▶ Tugas Tertulis A: Suntinglah entri-entri mulai dari baris yang memuat "Would you be able to pin the reflection" sampai dengan baris yang memuat "Would you be able to pin the white", lalu tuliskan kembali baris-baris tersebut dengan "blue sky" diganti menjadi "clear sky" tanpa perubahan lain.

Oleh karena itu perlu dilakukan kritik, baik kritik ekstern maupun intern.
Kritik ekstern mencakup seleksi dokumen. Apakah dokumen tersebut perlu
digunakan atau tidak dalam penelitian. Kemudian juga menyoroti tampilan fisik
dokumen, mulai dari ejaan yang digunakan, jenis kertas, stempel, atau apakah
dokumen tersebut tidak dirubah atau masih orisinil.
Tahap
selanjutnya adalah interpretasi merupakan penafsiran-penafsiran terhadap
sumber-sumber yang telah dikritik. Dalam tahap ini, peneliti akan melakukan
analisis dan sintesa. Analisis berarti menguraikan. Dari proses analisa akan
diperoleh fakta-fakta. Kemudian data-data yang telah diperoleh disintesakan
sehingga mendapat sebuah kesimpulan.
Tahap
terakhir dari penelitian sejarah adalah historiografi. Historiografi merupakan
proses penulisan fakta-fakta yang telah diperoleh secara kronologis dan krisis
analitis.
BAB
II
PEMBAHASAN
A. Istana
Niat Lima Laras 1907-1919
·
Istana Niat Lima Laras
dapat menjadi bukti kejayaan kerajaan Melayu
Daerah rawa-rawa yang luas di selatan Sumatra
Timur sangat lambat merasakan dampak pengaruh perkebunan-perkebunan asing yang
terpusat di lahan-lahan tanah endapan pengunungan yang subur di sekitar Medan.
Ada Sembilan kerajaan kecil di lembah-lembah luas tiga Sungai Rokan, Siak dan
Kampar, tetapi delapan antaranya berpenduduk sangat tipis dan miskin.
Raja-rajanya yang terkait perjanjian Korte Veklaring[2]
dengan Belanda hampir tidak mempunyai kekuasaan karena tidak mempunyai daya
andalan dalam berunding.
Kerajaan yang kesembilan, Siak Sri Indrapura,
pernah dalam sejarahnya menguasai seluruh pantai timur Sumatra, dan meskipun
tuntutan ini telah bisa diselesaikan Belanda, sultannya sulit menerima suatu
posisi resmi yang disamakan dengan Sultan-sultan Deli dan Langkat yang sedang
naik martabatt dan harta kekayaan berkat perusahaan-perusahaan perkebunan
Belanda. Kesultanan Siak yang relative kurang digarap oleh
perkebunan-perkebunan asing dapat lebih mempertahankan sifat tradisional dan
semangat keuletannya jika dibanding dengan kerajaan-kerajaan Melayu lainnya.

▶ Tugas Tertulis B: Tentukan apakah setiap pernyataan berikut sesuai dengan teks sumber. (i) Kritik ekstern mencakup seleksi dokumen. (ii) Terdapat sepuluh kerajaan kecil di lembah-lembah tiga sungai. (iii) Historiografi merupakan tahap pertama penelitian sejarah.

▶ Entri data yang dihimpun:
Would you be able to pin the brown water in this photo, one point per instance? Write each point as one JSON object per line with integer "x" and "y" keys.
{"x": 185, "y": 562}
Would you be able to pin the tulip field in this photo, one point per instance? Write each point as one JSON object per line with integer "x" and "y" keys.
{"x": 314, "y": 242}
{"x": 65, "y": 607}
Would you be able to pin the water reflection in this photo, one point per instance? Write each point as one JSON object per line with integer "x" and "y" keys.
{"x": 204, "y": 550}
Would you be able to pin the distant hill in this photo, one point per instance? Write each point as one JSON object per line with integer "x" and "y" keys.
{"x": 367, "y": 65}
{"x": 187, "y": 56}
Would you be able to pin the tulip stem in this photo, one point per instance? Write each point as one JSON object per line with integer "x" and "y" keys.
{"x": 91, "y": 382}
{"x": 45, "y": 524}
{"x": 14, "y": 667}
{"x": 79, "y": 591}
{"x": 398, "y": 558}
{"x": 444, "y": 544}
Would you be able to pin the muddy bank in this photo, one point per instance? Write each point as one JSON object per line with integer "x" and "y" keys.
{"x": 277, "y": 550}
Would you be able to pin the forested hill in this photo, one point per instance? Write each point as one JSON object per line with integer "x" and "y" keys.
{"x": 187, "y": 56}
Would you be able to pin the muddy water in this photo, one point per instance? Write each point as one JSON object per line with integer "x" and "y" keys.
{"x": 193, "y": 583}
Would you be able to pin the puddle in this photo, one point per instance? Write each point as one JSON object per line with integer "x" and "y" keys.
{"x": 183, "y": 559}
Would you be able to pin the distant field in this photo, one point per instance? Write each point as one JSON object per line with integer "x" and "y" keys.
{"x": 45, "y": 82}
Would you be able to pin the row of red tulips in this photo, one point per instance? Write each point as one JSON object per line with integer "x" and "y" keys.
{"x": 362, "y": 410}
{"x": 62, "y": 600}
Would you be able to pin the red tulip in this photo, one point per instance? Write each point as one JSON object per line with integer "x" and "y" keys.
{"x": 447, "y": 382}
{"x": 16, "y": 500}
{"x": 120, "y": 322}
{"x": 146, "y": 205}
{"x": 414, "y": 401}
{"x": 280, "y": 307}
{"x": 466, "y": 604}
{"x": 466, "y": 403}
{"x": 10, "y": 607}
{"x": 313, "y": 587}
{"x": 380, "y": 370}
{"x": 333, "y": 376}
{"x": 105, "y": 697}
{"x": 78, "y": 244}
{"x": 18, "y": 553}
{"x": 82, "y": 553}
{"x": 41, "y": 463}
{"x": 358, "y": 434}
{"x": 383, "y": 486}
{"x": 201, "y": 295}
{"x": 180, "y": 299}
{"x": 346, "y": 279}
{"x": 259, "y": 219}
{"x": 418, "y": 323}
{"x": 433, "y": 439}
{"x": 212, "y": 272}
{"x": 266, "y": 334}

--

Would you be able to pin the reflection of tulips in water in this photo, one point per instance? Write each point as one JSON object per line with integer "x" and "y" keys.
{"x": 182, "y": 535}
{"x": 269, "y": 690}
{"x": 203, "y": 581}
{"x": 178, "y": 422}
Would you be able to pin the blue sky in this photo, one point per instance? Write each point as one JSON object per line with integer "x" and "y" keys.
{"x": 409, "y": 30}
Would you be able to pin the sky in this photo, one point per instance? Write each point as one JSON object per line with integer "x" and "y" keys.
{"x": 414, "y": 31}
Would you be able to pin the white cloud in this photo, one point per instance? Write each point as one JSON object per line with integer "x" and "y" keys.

▶ Jawaban Akhir A:
Would you be able to pin the reflection of tulips in water in this photo, one point per instance? Write each point as one JSON object per line with integer "x" and "y" keys.
{"x": 182, "y": 535}
{"x": 269, "y": 690}
{"x": 203, "y": 581}
{"x": 178, "y": 422}
Would you be able to pin the clear sky in this photo, one point per instance? Write each point as one JSON object per line with integer "x" and "y" keys.
{"x": 409, "y": 30}
Would you be able to pin the sky in this photo, one point per instance? Write each point as one JSON object per line with integer "x" and "y" keys.
{"x": 414, "y": 31}
Would you be able to pin the white cloud in this photo, one point per instance? Write each point as one JSON object per line with integer "x" and "y" keys.

▶ Jawaban Akhir B:
(i) Ya: "Kritik ekstern mencakup seleksi dokumen."
(ii) Tidak: "Ada Sembilan kerajaan kecil"
(iii) Tidak: "terakhir dari penelitian sejarah adalah historiografi"